→ **Entries supplied**:
· · ·
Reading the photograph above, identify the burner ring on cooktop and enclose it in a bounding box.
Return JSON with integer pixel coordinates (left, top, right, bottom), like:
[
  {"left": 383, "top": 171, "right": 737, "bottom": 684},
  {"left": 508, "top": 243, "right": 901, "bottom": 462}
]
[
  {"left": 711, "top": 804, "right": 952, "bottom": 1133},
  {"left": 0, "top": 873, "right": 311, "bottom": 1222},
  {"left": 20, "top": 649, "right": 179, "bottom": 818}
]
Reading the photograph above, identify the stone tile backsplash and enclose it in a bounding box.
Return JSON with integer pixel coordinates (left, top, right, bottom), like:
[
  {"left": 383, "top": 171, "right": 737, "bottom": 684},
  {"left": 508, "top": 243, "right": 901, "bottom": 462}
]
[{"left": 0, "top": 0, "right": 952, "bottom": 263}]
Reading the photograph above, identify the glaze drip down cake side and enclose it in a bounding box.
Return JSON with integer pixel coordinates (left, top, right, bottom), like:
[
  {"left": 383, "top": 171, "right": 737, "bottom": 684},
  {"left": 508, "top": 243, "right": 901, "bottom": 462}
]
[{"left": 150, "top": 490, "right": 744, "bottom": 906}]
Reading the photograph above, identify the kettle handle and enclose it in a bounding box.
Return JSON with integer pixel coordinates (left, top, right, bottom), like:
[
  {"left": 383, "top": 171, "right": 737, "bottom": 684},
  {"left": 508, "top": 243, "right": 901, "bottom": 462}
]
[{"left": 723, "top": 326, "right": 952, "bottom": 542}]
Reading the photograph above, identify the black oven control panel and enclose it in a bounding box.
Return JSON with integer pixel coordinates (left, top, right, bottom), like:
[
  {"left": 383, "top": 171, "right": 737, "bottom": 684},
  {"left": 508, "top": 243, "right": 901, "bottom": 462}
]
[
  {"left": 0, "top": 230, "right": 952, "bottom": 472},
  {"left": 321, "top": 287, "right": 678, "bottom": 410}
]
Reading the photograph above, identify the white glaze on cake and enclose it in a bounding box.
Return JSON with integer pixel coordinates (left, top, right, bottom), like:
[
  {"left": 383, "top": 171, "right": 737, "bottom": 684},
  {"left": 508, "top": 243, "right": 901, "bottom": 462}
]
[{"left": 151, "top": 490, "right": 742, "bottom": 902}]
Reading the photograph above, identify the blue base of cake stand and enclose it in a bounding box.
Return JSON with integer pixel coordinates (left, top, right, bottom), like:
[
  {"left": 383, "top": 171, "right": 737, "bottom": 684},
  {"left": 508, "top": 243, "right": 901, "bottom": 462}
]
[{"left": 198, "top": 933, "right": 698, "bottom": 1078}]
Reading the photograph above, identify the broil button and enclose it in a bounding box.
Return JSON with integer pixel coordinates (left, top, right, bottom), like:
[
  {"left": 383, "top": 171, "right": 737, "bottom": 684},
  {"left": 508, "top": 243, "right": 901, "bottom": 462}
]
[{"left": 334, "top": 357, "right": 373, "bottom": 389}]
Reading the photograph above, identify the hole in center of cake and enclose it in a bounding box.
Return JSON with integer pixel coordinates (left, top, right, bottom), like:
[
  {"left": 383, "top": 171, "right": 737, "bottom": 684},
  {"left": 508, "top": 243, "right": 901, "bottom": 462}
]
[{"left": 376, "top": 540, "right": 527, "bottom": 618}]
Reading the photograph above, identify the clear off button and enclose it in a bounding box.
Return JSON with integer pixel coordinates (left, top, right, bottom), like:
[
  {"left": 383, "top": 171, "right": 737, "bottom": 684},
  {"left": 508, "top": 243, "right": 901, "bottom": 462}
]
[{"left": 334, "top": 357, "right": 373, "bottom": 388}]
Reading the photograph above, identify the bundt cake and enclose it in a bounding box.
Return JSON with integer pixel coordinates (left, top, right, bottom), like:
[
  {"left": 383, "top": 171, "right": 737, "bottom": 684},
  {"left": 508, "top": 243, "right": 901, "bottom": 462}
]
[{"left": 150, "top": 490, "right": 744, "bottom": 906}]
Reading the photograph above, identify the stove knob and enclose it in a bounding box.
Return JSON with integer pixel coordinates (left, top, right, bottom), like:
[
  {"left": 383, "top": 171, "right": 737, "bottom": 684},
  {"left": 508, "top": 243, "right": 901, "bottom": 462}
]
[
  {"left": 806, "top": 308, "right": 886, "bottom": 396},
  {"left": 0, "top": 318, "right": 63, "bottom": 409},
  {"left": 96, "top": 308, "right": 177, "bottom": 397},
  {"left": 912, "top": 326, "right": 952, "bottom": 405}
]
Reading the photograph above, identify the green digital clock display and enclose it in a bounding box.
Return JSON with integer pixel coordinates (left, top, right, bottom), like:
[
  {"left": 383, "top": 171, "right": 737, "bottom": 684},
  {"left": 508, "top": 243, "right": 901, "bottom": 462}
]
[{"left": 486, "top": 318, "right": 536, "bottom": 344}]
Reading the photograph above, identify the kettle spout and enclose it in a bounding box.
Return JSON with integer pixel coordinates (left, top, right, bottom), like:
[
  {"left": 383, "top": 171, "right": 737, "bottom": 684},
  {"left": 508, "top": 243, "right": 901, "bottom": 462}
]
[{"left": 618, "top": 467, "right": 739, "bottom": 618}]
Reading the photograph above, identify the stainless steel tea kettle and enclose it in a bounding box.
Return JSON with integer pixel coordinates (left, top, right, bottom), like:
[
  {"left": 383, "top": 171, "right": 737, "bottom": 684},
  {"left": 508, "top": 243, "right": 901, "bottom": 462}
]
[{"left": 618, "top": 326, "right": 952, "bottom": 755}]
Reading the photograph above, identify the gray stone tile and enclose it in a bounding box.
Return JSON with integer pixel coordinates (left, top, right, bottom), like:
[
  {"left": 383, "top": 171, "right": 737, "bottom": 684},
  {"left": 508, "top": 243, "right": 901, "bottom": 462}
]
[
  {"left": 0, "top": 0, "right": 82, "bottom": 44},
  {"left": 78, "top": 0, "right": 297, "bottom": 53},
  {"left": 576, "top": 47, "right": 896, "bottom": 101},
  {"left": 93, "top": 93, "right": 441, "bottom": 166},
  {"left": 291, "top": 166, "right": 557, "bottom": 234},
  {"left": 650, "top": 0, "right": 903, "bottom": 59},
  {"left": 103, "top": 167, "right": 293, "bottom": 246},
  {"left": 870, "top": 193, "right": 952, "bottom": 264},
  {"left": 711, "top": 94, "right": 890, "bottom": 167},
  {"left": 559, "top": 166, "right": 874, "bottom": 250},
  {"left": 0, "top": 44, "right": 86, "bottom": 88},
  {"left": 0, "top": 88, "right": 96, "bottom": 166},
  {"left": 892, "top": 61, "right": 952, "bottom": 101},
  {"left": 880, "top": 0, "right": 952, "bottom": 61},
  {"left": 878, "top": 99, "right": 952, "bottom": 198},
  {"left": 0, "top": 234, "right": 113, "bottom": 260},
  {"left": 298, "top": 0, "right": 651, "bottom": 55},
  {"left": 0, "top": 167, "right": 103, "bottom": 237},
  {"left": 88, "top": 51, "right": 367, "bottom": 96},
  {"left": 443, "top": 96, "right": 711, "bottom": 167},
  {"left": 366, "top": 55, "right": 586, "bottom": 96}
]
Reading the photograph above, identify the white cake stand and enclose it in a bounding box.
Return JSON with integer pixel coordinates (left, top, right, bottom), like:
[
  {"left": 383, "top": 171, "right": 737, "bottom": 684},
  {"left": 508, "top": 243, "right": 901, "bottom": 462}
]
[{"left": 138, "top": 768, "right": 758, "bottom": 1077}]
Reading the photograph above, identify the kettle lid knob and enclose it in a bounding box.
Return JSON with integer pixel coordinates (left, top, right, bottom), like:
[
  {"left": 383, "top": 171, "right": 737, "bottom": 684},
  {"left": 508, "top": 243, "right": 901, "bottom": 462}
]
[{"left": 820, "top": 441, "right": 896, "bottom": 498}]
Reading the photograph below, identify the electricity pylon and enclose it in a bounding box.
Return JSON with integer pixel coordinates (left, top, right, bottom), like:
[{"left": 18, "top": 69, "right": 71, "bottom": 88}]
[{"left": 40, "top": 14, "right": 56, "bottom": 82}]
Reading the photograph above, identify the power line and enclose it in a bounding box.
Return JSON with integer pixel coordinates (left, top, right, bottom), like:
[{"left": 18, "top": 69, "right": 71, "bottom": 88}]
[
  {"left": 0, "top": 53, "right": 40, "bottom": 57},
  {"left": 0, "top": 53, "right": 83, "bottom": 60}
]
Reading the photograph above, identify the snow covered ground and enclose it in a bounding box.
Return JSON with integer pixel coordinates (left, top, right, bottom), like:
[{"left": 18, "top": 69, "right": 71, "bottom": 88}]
· · ·
→ **Objective**: Show each line of the material above in which the word "white" appears.

→ **Expected answer**:
Reading the photograph above, identify the white glaze on cake and enclose it in a bounding box.
Reading the photograph above, identify the white cake stand and enclose it in a bounding box.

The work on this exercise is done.